#### Task to complete:
If a line in the entries below contains "target", copy it.

#### Information given:
+++++

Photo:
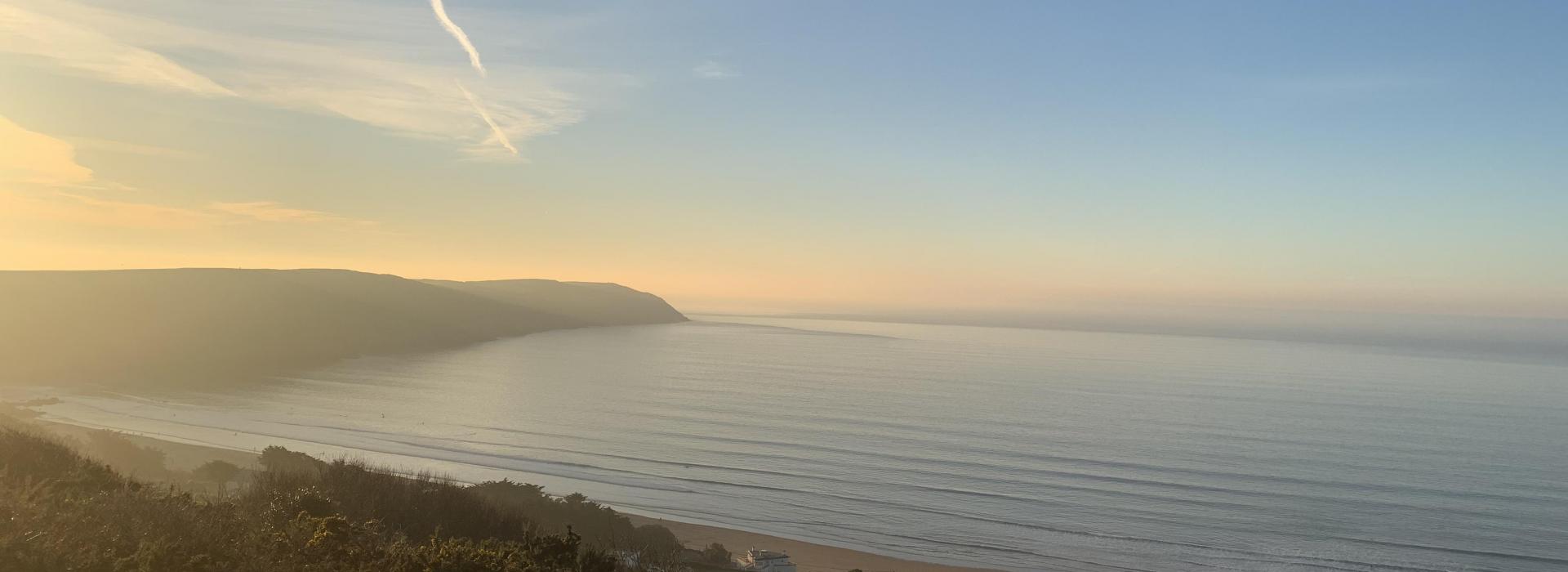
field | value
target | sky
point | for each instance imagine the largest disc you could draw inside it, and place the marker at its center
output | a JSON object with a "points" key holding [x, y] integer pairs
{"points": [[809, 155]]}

+++++

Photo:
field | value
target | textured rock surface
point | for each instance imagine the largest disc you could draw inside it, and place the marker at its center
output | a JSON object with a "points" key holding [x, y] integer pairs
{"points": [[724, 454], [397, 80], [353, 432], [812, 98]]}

+++++

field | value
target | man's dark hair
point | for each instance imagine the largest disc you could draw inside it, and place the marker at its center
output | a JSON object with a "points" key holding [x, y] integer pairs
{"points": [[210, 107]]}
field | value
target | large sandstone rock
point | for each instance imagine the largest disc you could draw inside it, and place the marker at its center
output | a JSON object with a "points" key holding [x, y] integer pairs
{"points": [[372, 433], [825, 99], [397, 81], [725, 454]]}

+++++

#### Written solution:
target | sky
target | textured rock surface
target | man's dark hair
target | large sandstone rock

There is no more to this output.